*Your goal*
Everything in the data must be repeated exactly, apart from the pictures, which are left out.

*Data provided*
........
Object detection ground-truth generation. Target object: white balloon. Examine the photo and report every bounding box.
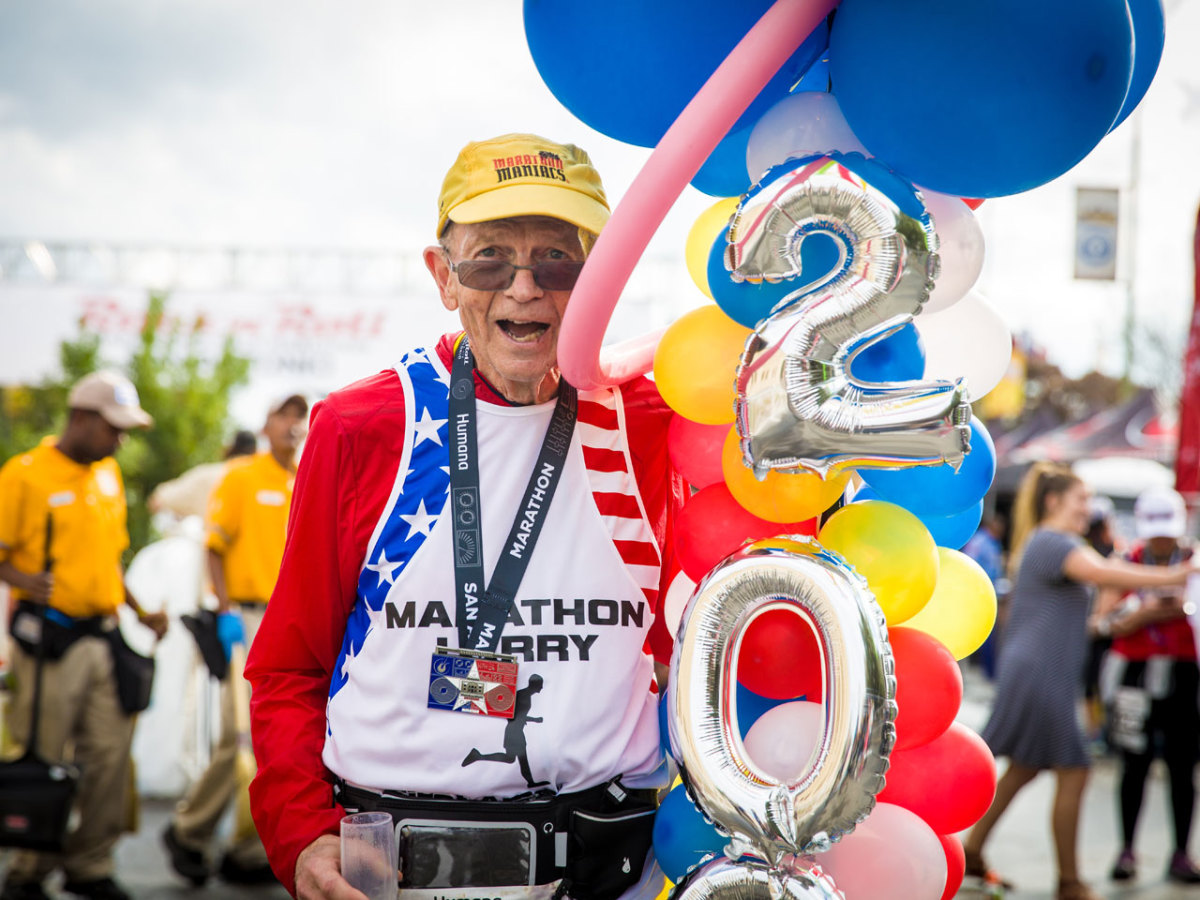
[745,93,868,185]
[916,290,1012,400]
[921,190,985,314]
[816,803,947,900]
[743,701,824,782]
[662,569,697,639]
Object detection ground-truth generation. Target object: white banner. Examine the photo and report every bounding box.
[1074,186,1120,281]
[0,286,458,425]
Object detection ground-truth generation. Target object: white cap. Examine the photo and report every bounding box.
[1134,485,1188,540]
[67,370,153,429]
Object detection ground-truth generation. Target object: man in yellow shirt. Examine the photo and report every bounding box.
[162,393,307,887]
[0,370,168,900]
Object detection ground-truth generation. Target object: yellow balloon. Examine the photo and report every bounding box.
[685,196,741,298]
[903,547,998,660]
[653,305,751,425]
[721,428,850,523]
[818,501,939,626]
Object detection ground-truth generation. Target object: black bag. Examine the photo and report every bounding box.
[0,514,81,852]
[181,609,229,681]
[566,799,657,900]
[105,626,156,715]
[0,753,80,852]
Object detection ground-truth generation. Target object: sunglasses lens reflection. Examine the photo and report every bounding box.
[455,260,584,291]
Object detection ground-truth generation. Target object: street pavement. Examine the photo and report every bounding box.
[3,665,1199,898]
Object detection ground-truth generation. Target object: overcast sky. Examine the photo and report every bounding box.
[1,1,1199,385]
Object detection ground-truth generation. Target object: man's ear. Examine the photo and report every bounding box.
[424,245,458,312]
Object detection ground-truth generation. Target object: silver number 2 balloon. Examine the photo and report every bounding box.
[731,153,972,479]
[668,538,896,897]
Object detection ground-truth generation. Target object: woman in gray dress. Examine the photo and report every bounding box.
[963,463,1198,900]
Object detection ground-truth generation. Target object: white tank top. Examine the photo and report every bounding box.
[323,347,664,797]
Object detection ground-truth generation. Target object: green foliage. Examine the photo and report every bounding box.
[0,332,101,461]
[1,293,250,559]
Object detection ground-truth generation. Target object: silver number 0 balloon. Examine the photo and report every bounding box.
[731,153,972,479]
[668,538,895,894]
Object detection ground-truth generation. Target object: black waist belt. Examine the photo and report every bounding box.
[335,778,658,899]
........
*Solution to the exercise*
Object detection ground-truth generation. Target object: white balloon. Examine the photo and report every bounding box.
[745,93,868,185]
[916,290,1012,400]
[921,190,985,314]
[816,803,947,900]
[743,701,824,782]
[662,569,697,639]
Object detection ground-truth generation. Target object: white banner. Examine the photo and report every bounding box.
[1074,186,1120,281]
[0,286,458,425]
Object detection ground-truth generation. Target object: white cap. Examine the photo and report every bounding box.
[1134,485,1188,540]
[67,370,153,429]
Object detection ground-truth generation. Target object: man in yellow shirt. Examine the photo and report every bounding box.
[162,393,307,887]
[0,370,168,900]
Object detection ground-truth generation. Target object: yellow balloon. Examine the photo and report every bounding box.
[685,196,741,298]
[903,547,998,660]
[653,305,751,425]
[721,428,850,523]
[818,501,939,626]
Object detection ground-truth generation. Target object: black bag. Examine the photo and report every bounding box.
[0,514,81,852]
[181,609,229,681]
[566,799,657,900]
[105,626,156,715]
[0,753,80,852]
Object detection ground-truth generation. Target object: sunglasses lens reflection. Examine the photo and report every bounding box.
[455,260,584,291]
Object detection ground-truth generation. Target object: street pavement. Examine the photo and report every bounding box.
[3,665,1199,898]
Object detection ground-truth generation. Target object: overcast sky. Examine the photo and report every bounding box.
[1,1,1199,385]
Object detection ground-truth generation. Target object: man's ear. Examine the photo and report every bounding box.
[424,245,458,312]
Object detection ground-truth generation. Target object: silver number 2 balloon. Examine the photo and report every bounding box.
[731,153,972,479]
[668,538,896,897]
Object detection ground-truth generation. Target object: woman in gray dress. Examine the photo and report every bounding box.
[963,463,1198,900]
Object detection ground-truth generation. Target object: white tank top. Examine the photo and report every bounding box.
[323,347,664,797]
Object detection ground-truth generation. Target object: green foliage. Examine the photo and report every bounding box.
[0,332,101,461]
[1,293,250,559]
Object detection ground-truth generation. Target object: silver number 0 balloon. Examine the photo and report every bounding box.
[731,153,972,479]
[668,538,895,894]
Object detection ground-truth generation. Target object: black waist belt. Examine the photo and report every bounding box.
[335,778,658,899]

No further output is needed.